In Taiwan, pigeon racing is a form of entertainment for many people that is not just a sport but also a community. However, pigeons (Columba livia domestica) have been used by humans for meat supply, pet watch, sport racing, and experimental animals since 2500 BC [15]. In order to make racing pigeons stronger and healthier, they must undergo high training volume and intensity daily to improve their flight performance with better muscle endurance and speed. Additionally, supplementing food additives that can enhance physical strength such as CHM B307 should be an ideal CVM for flying pigeons. Under this consideration, we believe that the CVM B307 can be an ideal CVM for flying pigeons.

In this study, we provided concrete scientific evidence that B307 can improve cardiac and skeletal muscle contraction via enhancing intracellular calcium mobilization and firing activities in neuromuscular cells.

2. Materials and Methods

2.1. Chromatographic Fingerprint Analysis

CHM B307 is a herbal formula that was supplied by Sun-Ten Pharmaceutical Company (New Taipei City, Taiwan). The bioactive marker substances of B307 were analyzed by using chromatographic fingerprint analysis of high-performance liquid chromatography (HPLC, Thermo Fisher Scientific Inc., Waltham, MA, USA) that were graded with acetonitrile and methanol (Burdick & Jackson Korea, Seoul, Korea) and were qualitatively determined within 70 minutes under the selected HPLC condition. Ingredients of B307 were dissolved with purified water that was provided by the Milli-Q water purification system (Millipore, MA, USA).

2.2. Animal Models of Pigeons and ICR Mice

Six male pigeons (Columba livia) and twelve male ICR mice were used in this study. Pigeons were purchased from pigeons specialty store, while mice were purchased from BioLASCO Breeding Center (AAALAC International awarded, Yi-Lan, Taiwan). Animal experiments were permitted and supervised under the Institutional Animal Care and Use Committee of National Taiwan Normal University (Protocol number: NTNU Animal Experiments No. 104002). All animals were raised and cared according to the international guidelines for care and use of laboratory animals that were housed in the animal facility under specific pathogen-free conditions in a constant temperature environment at 22 ± 2°C with a 12 h light/dark cycle and had ad libitum access to water and food. Our animal experiments have been considered as the 3R spirit of “Replace”, “Reduce”, and “Refine” to optimize the experimental design.

2.3. Oral B307 Treatments in Animal Models

In this study, pigeons and ICR mice were orally treated with the CVM B307 extract (the pH value was closed to the 7.0) or their vehicle (dimethyl sulfoxide) in the drinking water at a dose of 30 mg/kg/day for 2 weeks. The reason why we used ICR mice is that ICR mice were derived from a noninbred strain in the Centre Anticancereux Romand laboratory in Switzerland. The strain has complete provenance data, is easy to buy, and has been widely used in general research, safety assessment tests, embryology research, and physiological research. As described in our previous experiments [4–6], the dosage of the B307 extract was much lower than the dosage of IC₅₀. All protocols in the oral B307 treatments in animal models were executed according to the international guidelines for care and use of laboratory animals.
========
THE TASK. According to the B307 study, which company supplied the herbal formula CHM B307? The lines are unrelated to the B307 study.

LISTED RECORDS.
========
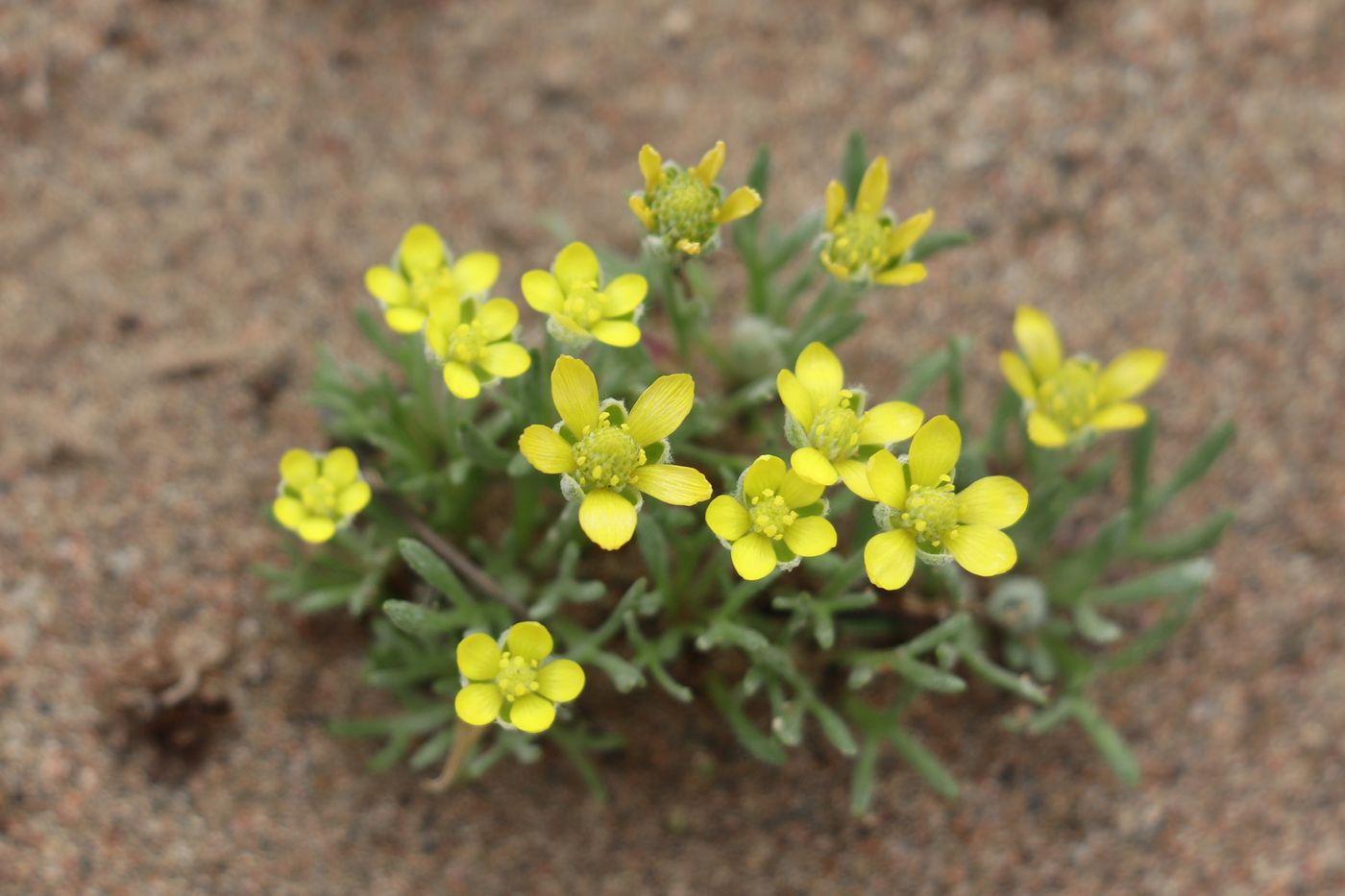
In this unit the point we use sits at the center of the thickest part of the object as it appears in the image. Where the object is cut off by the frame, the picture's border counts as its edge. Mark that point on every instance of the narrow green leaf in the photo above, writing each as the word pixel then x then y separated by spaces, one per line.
pixel 1169 580
pixel 1109 742
pixel 434 570
pixel 924 763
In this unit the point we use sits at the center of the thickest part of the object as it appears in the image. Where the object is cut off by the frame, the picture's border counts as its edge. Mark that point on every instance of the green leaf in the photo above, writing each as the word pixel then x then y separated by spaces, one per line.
pixel 1169 580
pixel 1187 543
pixel 853 164
pixel 753 740
pixel 864 775
pixel 834 728
pixel 925 675
pixel 434 570
pixel 924 763
pixel 1109 742
pixel 1196 465
pixel 935 241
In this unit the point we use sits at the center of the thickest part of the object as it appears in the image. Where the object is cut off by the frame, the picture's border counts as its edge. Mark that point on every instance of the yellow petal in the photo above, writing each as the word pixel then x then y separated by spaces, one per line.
pixel 461 381
pixel 982 550
pixel 674 485
pixel 1120 416
pixel 386 285
pixel 728 519
pixel 624 295
pixel 577 265
pixel 856 476
pixel 354 498
pixel 888 479
pixel 651 166
pixel 753 556
pixel 908 233
pixel 542 291
pixel 316 529
pixel 1017 375
pixel 888 423
pixel 530 641
pixel 477 272
pixel 810 536
pixel 740 204
pixel 498 318
pixel 607 519
pixel 799 493
pixel 477 657
pixel 934 451
pixel 531 714
pixel 642 210
pixel 1038 338
pixel 560 681
pixel 1044 430
pixel 813 466
pixel 289 512
pixel 890 559
pixel 575 393
pixel 506 359
pixel 298 467
pixel 405 319
pixel 994 500
pixel 662 408
pixel 479 704
pixel 820 373
pixel 766 472
pixel 901 275
pixel 421 249
pixel 621 334
pixel 873 188
pixel 340 467
pixel 710 163
pixel 545 449
pixel 1130 373
pixel 834 205
pixel 796 400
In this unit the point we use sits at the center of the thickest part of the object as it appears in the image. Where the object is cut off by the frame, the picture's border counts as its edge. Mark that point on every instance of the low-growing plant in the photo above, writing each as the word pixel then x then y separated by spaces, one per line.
pixel 817 554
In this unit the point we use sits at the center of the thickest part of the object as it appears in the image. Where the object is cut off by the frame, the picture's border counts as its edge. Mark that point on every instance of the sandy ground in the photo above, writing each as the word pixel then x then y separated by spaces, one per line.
pixel 190 191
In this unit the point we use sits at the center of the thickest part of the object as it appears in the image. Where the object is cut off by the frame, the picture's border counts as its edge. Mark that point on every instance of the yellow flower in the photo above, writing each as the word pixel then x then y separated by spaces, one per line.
pixel 580 307
pixel 319 493
pixel 1068 400
pixel 683 208
pixel 511 682
pixel 475 342
pixel 923 517
pixel 865 242
pixel 770 520
pixel 834 435
pixel 424 269
pixel 605 458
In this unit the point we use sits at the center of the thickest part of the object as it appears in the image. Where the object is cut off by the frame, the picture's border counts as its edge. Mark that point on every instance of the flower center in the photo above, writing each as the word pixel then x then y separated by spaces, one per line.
pixel 1069 396
pixel 683 207
pixel 467 342
pixel 584 304
pixel 320 496
pixel 607 456
pixel 860 240
pixel 770 516
pixel 836 430
pixel 931 513
pixel 517 675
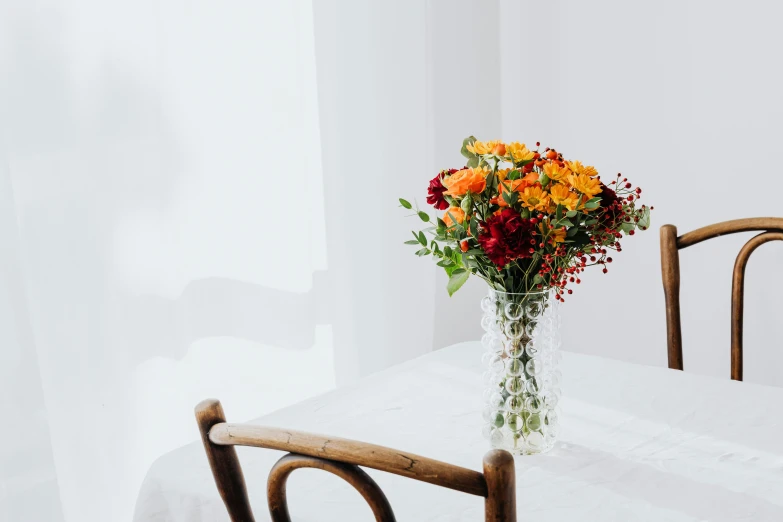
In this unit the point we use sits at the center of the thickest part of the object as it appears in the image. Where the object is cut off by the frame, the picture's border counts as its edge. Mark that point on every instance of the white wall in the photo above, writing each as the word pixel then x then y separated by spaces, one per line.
pixel 683 98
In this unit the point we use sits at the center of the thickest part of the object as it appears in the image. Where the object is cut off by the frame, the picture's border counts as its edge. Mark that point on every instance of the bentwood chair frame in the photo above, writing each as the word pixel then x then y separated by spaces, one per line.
pixel 341 457
pixel 772 229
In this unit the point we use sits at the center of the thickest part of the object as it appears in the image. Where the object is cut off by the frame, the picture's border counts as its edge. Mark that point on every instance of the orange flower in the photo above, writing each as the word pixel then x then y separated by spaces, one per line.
========
SOLUTION FOR THIS EXERCISE. Sun-Ten Pharmaceutical Company (New Taipei City, Taiwan).